Document passage:
Tuesday, January 13, 2015

RAISE PEOPLE UP!

RAISE PEOPLE UP!

I love the inspirational story that is the life of Mike Marino.  It speaks of the need to forge human connections.  It is an indisputable fact that together, we are significantly greater than the sum of our individual parts.  Let’s tune in on a conversation between Mike and Marlene, a person who was offering to help him.  Read and listen with your heart.

I know that I was not sent to help you, Marlene.  You were sent to help me.  However you cannot help me, Marlene, unless I lift you up first, higher and higher.

Did I ever tell you about Emma, a little four-year-old girl that I met while doing volunteer work at the Crippled Children's Hospital in 1970?

Many women had taken a morning sickness drug called Thalidomide before it was officially approved by the Food and Drug administration.  As a result, numerous babies were came into the world with birth defects.  Little Emma was born without arms and legs. 

Many of these babies were brought to Crippled Children's hospitals from all across America.  Since she had no other means of mobility, a caring therapist made a leather bucket for Emma to sit in.  The bucket was attached to an eighteen by eighteen inch board with casters on all corners.  So Emma would wiggle her torso back and forth to propel herself forward down the halls of the hospital.

Emma was a cute kid who wore pink burettes in her pigtail hair.  She had a diaper on and wore a white T-shirt with a bunny rabbit on it.

I was doing volunteer work and they put me in a room with all boys.  All of those boys had serious birth disabilities.

Emma rolled right into the boys’ room.  One of the boys told me not to let Emma in because she was a girl.  I let her in the room any way and Emma made her way over to my ankle.

Then Emma said, “Mr. Mike, pick me up, I want to see what they are doing on the table.”

I told Emma, without looking down at her, “I cannot pick you up because I am not allowed to touch any of the children.”

The nurse that was observing the scene said, “You can pick her up, Mr. Mike.”

One of the boys shouted out, “No.  Don't pick her up, Mr. Mike, don't pick her up!”

I had no idea how I was going to get her out of the bucket.  I put my knee on the board and worked her out of the bucket.  Emma had a diaper on and I was afraid the diaper would come off.  I held Emma up for two seconds so she could see the model cars and coloring books on the table.

When I went to put her back into the bucket, Emma looked at me with big brown eyes and said, “Don't put me down, Mr. Mike.  I want you to hold me.”

I said, “I am holding you.”

Emma said, “I want you to hold me close, Mr. Mike!”

I said, “I am holding you close.”

Emma said, “No, Mr. Mike, you have to hold me real close.”

I pulled Emma close to me and Emma put her head on my shoulder.  She had one tiny finger growing directly out of the side of her shoulder, and underneath her T-shirt sleeve she pressed her little finger against my shoulder and said, “I love you Mr. Mike!”

I broke down and cried like a baby.  I could not stop crying.  The boy who said “Don’t pick her up” shouted out loudly, “I told him not to pick her up, and this guy just doesn’t not listen!”

The nurse came over, brought me a box of Kleenex and took Emma away from me.  She smiled brightly and said, “You're going to bed young lady.  You’ve had enough fun for today.”

Dataset entries:
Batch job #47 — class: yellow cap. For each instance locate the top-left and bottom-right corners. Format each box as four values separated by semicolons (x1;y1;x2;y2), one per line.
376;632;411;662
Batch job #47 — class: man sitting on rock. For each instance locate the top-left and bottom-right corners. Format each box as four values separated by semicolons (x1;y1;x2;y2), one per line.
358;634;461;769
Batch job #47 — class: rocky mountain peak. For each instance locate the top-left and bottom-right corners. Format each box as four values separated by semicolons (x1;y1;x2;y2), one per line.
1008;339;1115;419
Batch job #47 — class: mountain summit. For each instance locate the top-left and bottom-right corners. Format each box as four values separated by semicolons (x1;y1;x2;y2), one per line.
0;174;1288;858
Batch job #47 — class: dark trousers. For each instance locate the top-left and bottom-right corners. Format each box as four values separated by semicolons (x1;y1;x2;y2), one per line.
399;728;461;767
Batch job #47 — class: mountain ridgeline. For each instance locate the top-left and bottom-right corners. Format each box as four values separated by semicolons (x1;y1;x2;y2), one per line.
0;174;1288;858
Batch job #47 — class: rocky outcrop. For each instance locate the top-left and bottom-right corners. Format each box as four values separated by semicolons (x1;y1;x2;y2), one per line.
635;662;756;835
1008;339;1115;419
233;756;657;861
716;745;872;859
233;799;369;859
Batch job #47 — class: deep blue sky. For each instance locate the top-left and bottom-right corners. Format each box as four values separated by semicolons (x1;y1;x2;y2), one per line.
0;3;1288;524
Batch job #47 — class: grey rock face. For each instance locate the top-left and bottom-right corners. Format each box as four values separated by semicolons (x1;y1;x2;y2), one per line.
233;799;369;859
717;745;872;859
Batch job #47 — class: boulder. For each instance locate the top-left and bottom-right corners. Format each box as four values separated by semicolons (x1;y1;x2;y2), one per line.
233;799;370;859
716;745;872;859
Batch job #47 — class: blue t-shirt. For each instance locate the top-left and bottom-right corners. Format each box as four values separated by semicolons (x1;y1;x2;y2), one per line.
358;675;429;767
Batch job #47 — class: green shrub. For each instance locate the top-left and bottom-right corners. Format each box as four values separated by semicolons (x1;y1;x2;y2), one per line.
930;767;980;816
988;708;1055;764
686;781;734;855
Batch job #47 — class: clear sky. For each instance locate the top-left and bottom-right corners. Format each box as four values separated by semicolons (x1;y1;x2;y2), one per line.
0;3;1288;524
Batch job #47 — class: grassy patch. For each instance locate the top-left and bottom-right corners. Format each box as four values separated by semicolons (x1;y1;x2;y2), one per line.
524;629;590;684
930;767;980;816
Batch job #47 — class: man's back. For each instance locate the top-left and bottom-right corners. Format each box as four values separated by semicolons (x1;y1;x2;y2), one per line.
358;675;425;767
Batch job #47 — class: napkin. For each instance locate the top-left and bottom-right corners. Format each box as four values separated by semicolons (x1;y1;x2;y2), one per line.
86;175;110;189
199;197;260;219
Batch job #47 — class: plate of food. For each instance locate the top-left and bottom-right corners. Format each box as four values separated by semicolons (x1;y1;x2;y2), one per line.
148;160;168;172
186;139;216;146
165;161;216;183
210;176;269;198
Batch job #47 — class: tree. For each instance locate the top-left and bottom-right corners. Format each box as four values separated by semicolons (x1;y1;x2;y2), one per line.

Required actions:
A - Reproduce the Mike Marino post from "Did I ever tell" up to and including "of the hospital.".
B - Decide whether each statement agrees with the Mike Marino post, answering yes or no and quoting the deciding words: (i) Emma was born without arms and legs. (ii) The nurse told Mike he was not allowed to pick Emma up. (iii) Mike met Emma while doing volunteer work in 1970.

Expected results:
A -
Did I ever tell you about Emma, a little four-year-old girl that I met while doing volunteer work at the Crippled Children's Hospital in 1970?

Many women had taken a morning sickness drug called Thalidomide before it was officially approved by the Food and Drug administration.  As a result, numerous babies were came into the world with birth defects.  Little Emma was born without arms and legs. 

Many of these babies were brought to Crippled Children's hospitals from all across America.  Since she had no other means of mobility, a caring therapist made a leather bucket for Emma to sit in.  The bucket was attached to an eighteen by eighteen inch board with casters on all corners.  So Emma would wiggle her torso back and forth to propel herself forward down the halls of the hospital.

B -
(i) Yes: "Little Emma was born without arms and legs."
(ii) No: "You can pick her up, Mr. Mike."
(iii) Yes: "I met while doing volunteer work at the Crippled Children's Hospital in 1970"